(Records drawn from a data source)

########

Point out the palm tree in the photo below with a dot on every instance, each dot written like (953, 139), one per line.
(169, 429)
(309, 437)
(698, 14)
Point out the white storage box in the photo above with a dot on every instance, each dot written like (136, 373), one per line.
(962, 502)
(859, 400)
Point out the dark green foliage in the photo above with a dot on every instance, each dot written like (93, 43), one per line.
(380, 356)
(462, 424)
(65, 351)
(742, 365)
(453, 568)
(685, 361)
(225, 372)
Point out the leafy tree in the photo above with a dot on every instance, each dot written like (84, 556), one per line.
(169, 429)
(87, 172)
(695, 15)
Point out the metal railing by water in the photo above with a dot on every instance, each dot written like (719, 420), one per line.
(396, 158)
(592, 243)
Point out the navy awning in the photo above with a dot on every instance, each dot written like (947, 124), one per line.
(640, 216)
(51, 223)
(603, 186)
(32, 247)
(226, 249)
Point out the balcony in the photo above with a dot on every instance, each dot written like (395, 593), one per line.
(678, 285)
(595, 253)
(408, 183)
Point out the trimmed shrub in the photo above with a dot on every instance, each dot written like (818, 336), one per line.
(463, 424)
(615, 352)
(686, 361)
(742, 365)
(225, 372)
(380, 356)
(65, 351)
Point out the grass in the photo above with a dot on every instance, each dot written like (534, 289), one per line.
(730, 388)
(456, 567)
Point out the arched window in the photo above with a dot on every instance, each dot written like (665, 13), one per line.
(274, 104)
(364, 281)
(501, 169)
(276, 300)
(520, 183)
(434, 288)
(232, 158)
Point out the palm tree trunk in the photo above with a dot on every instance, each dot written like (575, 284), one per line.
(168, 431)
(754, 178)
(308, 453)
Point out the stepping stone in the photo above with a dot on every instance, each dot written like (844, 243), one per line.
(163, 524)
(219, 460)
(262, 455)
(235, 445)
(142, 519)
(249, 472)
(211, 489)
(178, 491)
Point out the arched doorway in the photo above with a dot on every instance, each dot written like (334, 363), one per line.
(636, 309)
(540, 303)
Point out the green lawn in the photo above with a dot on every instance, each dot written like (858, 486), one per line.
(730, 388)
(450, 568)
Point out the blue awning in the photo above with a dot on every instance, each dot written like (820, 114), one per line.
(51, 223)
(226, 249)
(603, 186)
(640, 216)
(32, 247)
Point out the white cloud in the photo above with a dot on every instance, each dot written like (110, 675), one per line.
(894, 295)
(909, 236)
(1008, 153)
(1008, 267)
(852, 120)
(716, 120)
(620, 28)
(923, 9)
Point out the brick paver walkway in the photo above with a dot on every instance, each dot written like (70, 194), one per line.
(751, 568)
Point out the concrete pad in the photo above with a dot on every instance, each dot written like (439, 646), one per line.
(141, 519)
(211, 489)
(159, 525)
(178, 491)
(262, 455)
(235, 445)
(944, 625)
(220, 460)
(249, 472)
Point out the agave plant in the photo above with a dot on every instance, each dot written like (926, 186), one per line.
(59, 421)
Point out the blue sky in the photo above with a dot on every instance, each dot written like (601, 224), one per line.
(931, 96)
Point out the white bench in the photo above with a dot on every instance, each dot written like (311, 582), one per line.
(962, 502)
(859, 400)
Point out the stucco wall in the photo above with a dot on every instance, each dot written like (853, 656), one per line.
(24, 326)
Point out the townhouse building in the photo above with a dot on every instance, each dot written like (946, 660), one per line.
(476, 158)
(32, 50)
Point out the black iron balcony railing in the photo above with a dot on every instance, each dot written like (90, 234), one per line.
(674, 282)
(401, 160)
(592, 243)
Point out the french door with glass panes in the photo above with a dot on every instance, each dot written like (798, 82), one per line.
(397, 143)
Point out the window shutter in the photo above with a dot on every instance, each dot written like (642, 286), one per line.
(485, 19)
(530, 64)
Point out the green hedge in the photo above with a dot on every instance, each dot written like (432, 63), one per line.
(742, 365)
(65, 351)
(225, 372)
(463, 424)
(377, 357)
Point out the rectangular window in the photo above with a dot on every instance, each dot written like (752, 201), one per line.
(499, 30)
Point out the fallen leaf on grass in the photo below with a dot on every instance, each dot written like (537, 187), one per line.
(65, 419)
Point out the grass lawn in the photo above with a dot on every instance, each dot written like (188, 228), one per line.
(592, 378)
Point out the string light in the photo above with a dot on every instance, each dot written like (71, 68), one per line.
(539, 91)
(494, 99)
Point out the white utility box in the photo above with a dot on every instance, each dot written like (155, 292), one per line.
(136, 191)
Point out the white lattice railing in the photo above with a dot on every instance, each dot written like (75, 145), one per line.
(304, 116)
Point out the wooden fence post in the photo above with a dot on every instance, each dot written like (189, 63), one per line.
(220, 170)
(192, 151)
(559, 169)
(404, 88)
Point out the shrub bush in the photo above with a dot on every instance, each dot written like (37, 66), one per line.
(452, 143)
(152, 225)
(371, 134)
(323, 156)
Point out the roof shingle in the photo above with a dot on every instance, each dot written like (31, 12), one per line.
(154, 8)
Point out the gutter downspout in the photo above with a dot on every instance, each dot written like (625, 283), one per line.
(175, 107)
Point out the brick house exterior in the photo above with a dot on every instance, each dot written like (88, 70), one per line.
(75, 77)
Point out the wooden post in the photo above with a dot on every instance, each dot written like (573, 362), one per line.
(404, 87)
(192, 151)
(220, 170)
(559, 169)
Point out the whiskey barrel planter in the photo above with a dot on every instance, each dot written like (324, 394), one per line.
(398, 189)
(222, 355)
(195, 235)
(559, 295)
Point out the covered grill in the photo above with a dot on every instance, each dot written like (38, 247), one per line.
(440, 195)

########

Task statement
Format every line of the listing above as a JSON list of strings, one string per line, omitting any blank lines.

The completed task
[
  "Point out the palm tree in the photo below with a dot on every instance, each dot written like (953, 139), one per line.",
  "(169, 429)",
  "(309, 437)",
  "(698, 14)",
  "Point out the white storage box in the photo above with a dot on every instance, each dot written like (136, 373), one per line.",
  "(962, 502)",
  "(859, 400)",
  "Point out the dark green foliage in the photo above with a dot on every instance, each dot written like (93, 43), one per line.",
  "(380, 356)",
  "(462, 424)",
  "(65, 351)",
  "(742, 365)",
  "(453, 568)",
  "(685, 361)",
  "(225, 372)",
  "Point out the leafy tree in the photo above with a dot on every instance, each dot written like (84, 556), one per line.",
  "(169, 429)",
  "(87, 172)",
  "(695, 15)",
  "Point out the metal railing by water in the photo above with a dot on every instance, each dot written like (719, 420), one per line.",
  "(396, 158)",
  "(592, 243)",
  "Point out the navy awning in the photo above with a dot on every instance, each dot written like (947, 124), one per line.",
  "(640, 216)",
  "(51, 223)",
  "(603, 186)",
  "(32, 247)",
  "(226, 249)",
  "Point out the balcony in the photo above with a dot on every instance, each dot written like (395, 593), one per line.",
  "(678, 285)",
  "(595, 253)",
  "(408, 183)",
  "Point out the trimmed shrub in the photo above with a dot on every instance, each dot written like (818, 336), one per line.",
  "(463, 424)",
  "(615, 352)",
  "(686, 361)",
  "(742, 365)",
  "(225, 372)",
  "(380, 356)",
  "(65, 351)",
  "Point out the grass in the photo above with a dot on every instance, each dot written like (534, 289), one per line.",
  "(730, 388)",
  "(456, 567)",
  "Point out the arched window in the photo above with a dot on every instance, each dot written like (665, 13), one per line.",
  "(274, 104)",
  "(364, 281)",
  "(501, 169)",
  "(276, 300)",
  "(520, 183)",
  "(434, 288)",
  "(232, 158)",
  "Point out the palm tree trunk in the photo above with a dot on every instance, each dot written like (575, 284), one per line.",
  "(168, 431)",
  "(754, 178)",
  "(308, 453)",
  "Point out the stepping stone in the photo above with a dot on every instance, each dot written like (844, 243), one per line.",
  "(163, 524)",
  "(219, 460)",
  "(262, 455)",
  "(235, 445)",
  "(142, 519)",
  "(249, 472)",
  "(211, 489)",
  "(178, 491)",
  "Point out the arched doorway in the photo above with a dot on every instance, each dot written like (334, 363), one per line.",
  "(636, 309)",
  "(540, 303)",
  "Point out the green lawn in the photo above with a dot on every instance, each dot written like (858, 486), one per line.",
  "(730, 388)",
  "(450, 568)",
  "Point out the blue awning in the photo above with a dot on every instance, each dot written like (820, 114), one per line.",
  "(51, 223)",
  "(226, 249)",
  "(603, 186)",
  "(640, 216)",
  "(32, 247)",
  "Point out the white cloud in the photo above with a dot on every instance, each dot written like (110, 675), one per line.",
  "(894, 295)",
  "(909, 236)",
  "(1008, 153)",
  "(1008, 267)",
  "(852, 120)",
  "(716, 120)",
  "(620, 28)",
  "(923, 9)",
  "Point out the brick paver walkway in the photo above with a dot on every instance, each dot written like (70, 194), one per line.",
  "(751, 568)",
  "Point out the concrete pad in the photo above with a dot on every instance, each dot written like (439, 646), one per line.",
  "(141, 519)",
  "(211, 489)",
  "(159, 525)",
  "(178, 491)",
  "(262, 455)",
  "(235, 445)",
  "(944, 625)",
  "(220, 460)",
  "(249, 472)",
  "Point out the agave plant in the photo above with a dot on every instance, each dot written like (926, 186), one per line.",
  "(59, 421)",
  "Point out the blue sky in the photo above with a dot on every instance, each dot written like (601, 224), one per line.",
  "(931, 96)",
  "Point out the white bench in the photo above with a dot on every instance, each dot written like (311, 582), one per line.",
  "(962, 502)",
  "(859, 400)",
  "Point out the stucco wall in the photo above with a dot on every instance, each dot written like (853, 656), one per line.",
  "(24, 326)",
  "Point out the townhouse building in the photo above with a dot on every instance, each dot written like (946, 660), one per line.",
  "(476, 158)",
  "(32, 50)",
  "Point out the black iron balcony railing in the photo above with a dot on every instance, each dot written like (90, 234), one per line.",
  "(674, 282)",
  "(401, 160)",
  "(592, 243)",
  "Point out the french door with glass panes in the photo above with a dot on every instance, each dot written like (798, 82), one per line.",
  "(397, 143)",
  "Point out the window shutter in the photo above with a dot on every instance, each dot written like (642, 286), one per line.",
  "(485, 19)",
  "(530, 64)",
  "Point out the green hedge in the photo above with a dot on every instance, each dot written like (432, 63), one per line.",
  "(742, 365)",
  "(65, 351)",
  "(225, 372)",
  "(463, 424)",
  "(377, 357)",
  "Point out the rectangular window in the photo above with a dot on every instance, each dot written like (752, 201), one per line.",
  "(499, 30)",
  "Point out the fallen leaf on grass in the photo below with a dot on every instance, each dot written like (537, 187), one per line.",
  "(65, 419)",
  "Point out the grass lawn in the photo above with a dot on every instance, each dot written like (188, 228), one per line.",
  "(592, 378)",
  "Point out the string light in the photo above with a dot on every instance, each dot written like (71, 68), one per line.",
  "(539, 91)",
  "(494, 99)",
  "Point out the white utility box in the photo above with a dot on every instance, each dot written like (155, 292), one per line.",
  "(136, 191)",
  "Point out the white lattice railing in the photo above with a dot on every instance, each dot written like (75, 145), one per line.",
  "(304, 116)",
  "Point out the wooden fence post in the photo above with a dot on every instance, each dot written like (189, 63), one per line.",
  "(220, 170)",
  "(192, 151)",
  "(559, 169)",
  "(404, 88)",
  "Point out the shrub bush in the photo above with a dot on every instance, each dot written like (37, 66), one per line.",
  "(452, 143)",
  "(152, 225)",
  "(371, 134)",
  "(323, 156)",
  "Point out the roof shingle in the photo above with a dot on every instance, each dot written like (31, 12), one per line.",
  "(154, 8)",
  "Point out the gutter downspout in the photo above with a dot on every instance, each dot written like (625, 283), one per line.",
  "(175, 107)",
  "Point out the brick house exterior in the photo above with a dot on every instance, each dot written like (88, 70), one per line.",
  "(75, 77)",
  "Point out the wooden post in the photo above with a dot on every instance, each dot written like (573, 362), one per line.",
  "(404, 87)",
  "(192, 151)",
  "(220, 170)",
  "(559, 169)",
  "Point out the whiskey barrel planter in the photo above with a dot on every instance, each dot written like (324, 394), one per line.",
  "(398, 189)",
  "(222, 355)",
  "(195, 235)",
  "(559, 295)",
  "Point out the covered grill in the photo above with a dot on every instance, each dot written like (38, 247), one per line.",
  "(440, 195)"
]